::: The data

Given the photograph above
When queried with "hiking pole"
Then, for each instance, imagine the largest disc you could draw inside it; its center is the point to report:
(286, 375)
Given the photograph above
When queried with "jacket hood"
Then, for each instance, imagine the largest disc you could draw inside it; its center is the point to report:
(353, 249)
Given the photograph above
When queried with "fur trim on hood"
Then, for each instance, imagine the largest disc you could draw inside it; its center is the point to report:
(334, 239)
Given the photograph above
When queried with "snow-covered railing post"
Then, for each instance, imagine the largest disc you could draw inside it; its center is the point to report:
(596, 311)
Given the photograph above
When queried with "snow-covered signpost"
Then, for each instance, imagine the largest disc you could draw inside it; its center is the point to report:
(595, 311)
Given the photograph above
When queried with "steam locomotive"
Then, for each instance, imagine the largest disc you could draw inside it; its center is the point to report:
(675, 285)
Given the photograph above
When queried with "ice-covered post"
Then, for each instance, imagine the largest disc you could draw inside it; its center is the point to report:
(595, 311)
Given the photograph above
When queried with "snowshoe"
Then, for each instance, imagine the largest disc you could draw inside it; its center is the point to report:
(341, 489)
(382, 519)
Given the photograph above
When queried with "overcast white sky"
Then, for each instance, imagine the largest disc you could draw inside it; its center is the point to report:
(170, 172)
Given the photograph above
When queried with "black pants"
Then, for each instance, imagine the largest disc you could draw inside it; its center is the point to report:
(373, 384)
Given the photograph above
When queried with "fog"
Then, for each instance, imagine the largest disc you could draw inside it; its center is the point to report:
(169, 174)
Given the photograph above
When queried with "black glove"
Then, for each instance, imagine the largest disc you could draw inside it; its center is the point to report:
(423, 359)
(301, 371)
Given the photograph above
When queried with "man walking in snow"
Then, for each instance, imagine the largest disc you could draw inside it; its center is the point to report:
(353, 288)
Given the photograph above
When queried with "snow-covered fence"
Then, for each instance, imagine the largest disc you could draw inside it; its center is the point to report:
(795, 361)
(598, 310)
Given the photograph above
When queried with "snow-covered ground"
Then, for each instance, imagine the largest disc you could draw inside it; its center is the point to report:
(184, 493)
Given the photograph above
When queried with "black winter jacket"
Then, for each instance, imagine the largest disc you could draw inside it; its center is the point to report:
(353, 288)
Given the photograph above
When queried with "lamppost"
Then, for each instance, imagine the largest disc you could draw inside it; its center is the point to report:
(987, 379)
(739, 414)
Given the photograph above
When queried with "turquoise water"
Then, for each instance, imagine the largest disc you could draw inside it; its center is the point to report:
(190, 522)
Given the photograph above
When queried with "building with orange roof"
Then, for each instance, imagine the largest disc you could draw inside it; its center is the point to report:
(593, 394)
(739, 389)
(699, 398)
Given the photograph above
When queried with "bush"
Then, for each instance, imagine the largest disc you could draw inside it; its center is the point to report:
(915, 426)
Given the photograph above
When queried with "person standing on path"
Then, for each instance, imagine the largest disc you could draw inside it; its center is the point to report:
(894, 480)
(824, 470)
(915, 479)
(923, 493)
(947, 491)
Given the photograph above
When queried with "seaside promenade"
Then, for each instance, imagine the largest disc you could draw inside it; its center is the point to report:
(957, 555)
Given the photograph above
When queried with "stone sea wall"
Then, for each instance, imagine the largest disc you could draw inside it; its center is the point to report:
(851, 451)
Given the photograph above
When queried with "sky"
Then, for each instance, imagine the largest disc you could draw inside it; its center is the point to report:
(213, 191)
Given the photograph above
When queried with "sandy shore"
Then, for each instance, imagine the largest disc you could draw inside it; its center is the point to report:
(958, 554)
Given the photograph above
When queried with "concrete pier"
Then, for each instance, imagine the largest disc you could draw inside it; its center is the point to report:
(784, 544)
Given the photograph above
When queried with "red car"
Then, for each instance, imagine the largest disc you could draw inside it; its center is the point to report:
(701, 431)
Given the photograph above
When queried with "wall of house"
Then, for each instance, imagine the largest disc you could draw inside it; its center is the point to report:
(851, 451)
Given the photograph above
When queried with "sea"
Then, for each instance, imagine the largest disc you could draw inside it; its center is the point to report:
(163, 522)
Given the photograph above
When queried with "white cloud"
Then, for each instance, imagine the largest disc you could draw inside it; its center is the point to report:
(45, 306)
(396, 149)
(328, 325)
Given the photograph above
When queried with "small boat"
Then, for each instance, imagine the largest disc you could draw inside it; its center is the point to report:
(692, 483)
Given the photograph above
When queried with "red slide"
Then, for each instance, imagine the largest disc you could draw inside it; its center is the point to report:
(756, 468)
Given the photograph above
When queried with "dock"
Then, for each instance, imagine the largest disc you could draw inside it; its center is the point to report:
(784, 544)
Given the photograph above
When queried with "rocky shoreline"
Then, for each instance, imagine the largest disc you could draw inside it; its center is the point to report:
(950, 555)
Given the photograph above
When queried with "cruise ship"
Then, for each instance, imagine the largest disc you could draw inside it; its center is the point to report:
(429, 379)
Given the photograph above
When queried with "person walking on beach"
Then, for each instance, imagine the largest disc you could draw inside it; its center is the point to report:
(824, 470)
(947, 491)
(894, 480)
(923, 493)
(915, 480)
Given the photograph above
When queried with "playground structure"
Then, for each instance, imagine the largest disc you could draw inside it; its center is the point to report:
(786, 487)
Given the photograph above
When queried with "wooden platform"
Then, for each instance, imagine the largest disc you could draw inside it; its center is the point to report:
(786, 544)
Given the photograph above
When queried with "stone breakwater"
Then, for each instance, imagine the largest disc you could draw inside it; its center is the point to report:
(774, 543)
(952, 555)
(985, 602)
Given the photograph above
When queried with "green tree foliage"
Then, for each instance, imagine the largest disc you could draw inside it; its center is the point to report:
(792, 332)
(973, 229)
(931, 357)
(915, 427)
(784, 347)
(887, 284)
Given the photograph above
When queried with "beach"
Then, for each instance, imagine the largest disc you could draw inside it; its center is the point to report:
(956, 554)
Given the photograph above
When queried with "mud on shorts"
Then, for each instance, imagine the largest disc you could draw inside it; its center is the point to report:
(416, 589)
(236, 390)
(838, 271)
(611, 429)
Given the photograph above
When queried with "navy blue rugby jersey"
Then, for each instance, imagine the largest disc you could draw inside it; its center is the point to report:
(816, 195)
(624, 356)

::::::

Task requirements:
Word for word, quote all of the data above.

Written solution:
Given the photograph above
When queried with "hiking pole"
Then, for each instance, imagine the largest disc you could draw inside it; its center is the point to report:
(286, 375)
Given the photograph above
When queried with "jacket hood"
Then, for each instance, imagine the largest disc you could draw inside it; its center is the point to report:
(353, 249)
Given the photograph above
When queried with "fur trim on hood"
Then, for each instance, imagine the largest disc you could draw inside it; its center is the point to report:
(334, 239)
Given the photograph above
When queried with "snow-covered railing post"
Then, for each instance, imagine the largest disc you could draw inside it; its center is the point to report:
(596, 311)
Given the photograph above
When queried with "snow-covered signpost"
Then, for each instance, imagine the largest disc you could draw inside it; its center is the point to report:
(595, 311)
Given the photograph above
When queried with "steam locomotive"
Then, for each instance, imagine the largest disc you could draw inside it; its center is the point to report:
(675, 285)
Given the photograph above
When queried with "ice-covered post"
Then, for each instance, imagine the largest disc you could draw inside it; its center is the point to report:
(595, 311)
Given the photograph above
When queried with "snowshoe"
Then, for each instance, imagine the largest disc you could draw inside it; its center is the point to report:
(341, 489)
(382, 519)
Given the photograph above
When queried with "overcast white sky"
Then, for each instance, imagine the largest disc you could draw inside it; its center is the point to report:
(170, 172)
Given the photograph above
When queried with "black pants"
Then, for each instance, imagine the largest disc you could draw inside it; its center is the point to report:
(373, 384)
Given the photograph above
When queried with "fog"
Then, for each instance, imagine the largest disc you could draw inside it; its center is the point to report:
(169, 174)
Given the photograph above
When queried with "black glove"
Then, for each instance, imagine the largest disc you could draw inside it; its center is the point to report:
(423, 359)
(301, 371)
Given the photograph above
When queried with "man walking in snow"
Then, for each instance, imagine the largest disc you could draw inside it; its center is the point to report:
(353, 288)
Given the photograph above
When queried with "snow-covered fence"
Then, for each instance, imagine the largest disc you could draw inside it; its center is the point to report:
(795, 361)
(598, 310)
Given the photograph above
When queried with "snow-covered ground"
Then, for each instance, imagine the largest disc you could draw inside it; its center is the point to report:
(184, 493)
Given the photograph above
When queried with "black winter jacket"
Then, for each instance, imagine the largest disc you could draw inside it; its center is the point to report:
(353, 288)
Given the photograph above
When queried with "lamppost"
Then, for each instance, imagine the largest disc you could draw inside it; its center is the point to report:
(987, 379)
(739, 414)
Given the photograph above
When queried with "turquoise water"
Then, for each instance, imagine the largest disc you could draw inside it; its center is the point to report:
(190, 522)
Given the photograph above
When queried with "building with orange roof"
Then, for each instance, imagine the largest disc you could draw inside it; its center is the point to report:
(593, 394)
(739, 389)
(699, 398)
Given the photograph above
When queried with "bush"
Then, for each instance, imagine the largest disc you could draw inside it; its center is the point to report:
(915, 426)
Given the photograph above
When queried with "person standing on path"
Then, for each instance, imagine the largest disc you could draw inside it; its center is the point to report:
(894, 480)
(824, 470)
(915, 479)
(923, 493)
(947, 491)
Given the photograph above
When queried with "seaside promenade"
Then, for each instance, imagine the largest disc you could draw inside it; its center is the point to report:
(957, 555)
Given the photograph above
When queried with "stone sea wall"
Then, for each instance, imagine the largest disc you could draw inside it; its center is the point to report:
(851, 451)
Given the photograph above
When queried with "sky"
Then, for each instance, imagine the largest disc you could draw inside it; its center is the point to report:
(213, 191)
Given the photograph above
When queried with "sandy shore"
Then, for each instance, imagine the largest disc you could draw inside it; its center is the point to report:
(958, 554)
Given the photograph above
When queried with "concrete pier"
Then, for each instance, imagine the largest disc you could draw inside it; its center is the point to report:
(784, 544)
Given the photograph above
When queried with "red car"
Then, for each instance, imagine the largest disc you could draw inside it; its center is the point to report:
(701, 431)
Given the photograph above
When queried with "wall of house"
Then, for each instance, imagine the largest disc you could draw inside it; its center is the point to report:
(851, 451)
Given the photograph above
When queried with "sea"
Then, for each instance, imagine the largest disc you could draw inside it; its center is the point to report:
(163, 522)
Given the photograph above
When queried with "white cloud"
Then, for each instance, imagine the largest disc you could draw inside it; its center is the point to report:
(45, 306)
(396, 149)
(328, 325)
Given the photograph above
When queried with "small boat"
Then, for each instance, imagine the largest disc you could draw inside it; its center is the point to report:
(692, 483)
Given the photograph above
When queried with "red slide"
Then, for each instance, imagine the largest disc you could draw inside it; its center is the point to report:
(756, 468)
Given the photograph above
When queried with "dock"
Then, for each instance, imagine the largest disc you could draw inside it; its center is the point to report:
(784, 544)
Given the photograph above
When queried with "rocky shoreline"
Then, for each instance, imagine the largest disc you could draw inside it; its center is the point to report:
(950, 555)
Given the photograph above
When queried with "cruise ship"
Then, for each instance, imagine the largest disc you could draw inside it; its center is the point to report:
(429, 379)
Given the photograph above
When queried with "person walking on beach"
Then, for each instance, imagine the largest disc you could draw inside it; its center is the point to report:
(824, 470)
(947, 491)
(894, 480)
(923, 493)
(915, 480)
Given the photograph above
When queried with "playground structure"
Then, for each instance, imagine the largest disc you could draw inside it; its center is the point to report:
(786, 487)
Given the photograph above
When queried with "wooden platform"
Then, for each instance, imagine the largest disc you could draw inside it; its center is the point to report:
(786, 544)
Given the photograph above
When queried with "stone breakwater"
Then, for each instance, imagine the largest disc you could draw inside it; its center is the point to report:
(774, 543)
(952, 555)
(985, 602)
Given the photograph above
When queried with "green tree foliage"
Then, for each instance, imagine the largest disc you could draw inside it; its center is the point to report:
(792, 332)
(973, 229)
(931, 357)
(915, 427)
(784, 347)
(887, 284)
Given the photograph above
When queried with "beach"
Then, for each instance, imagine the largest disc you could draw inside it; its center is the point to report:
(956, 554)
Given the photograph above
When queried with "mud on shorts"
Then, for each instance, imagine the largest disc you could draw inside it; its center is the point to report:
(416, 589)
(236, 390)
(838, 271)
(611, 429)
Given the photograph above
When queried with "navy blue rugby jersey"
Then, for each instance, imagine the largest disc you could draw inside it; its center is the point to report:
(816, 195)
(624, 356)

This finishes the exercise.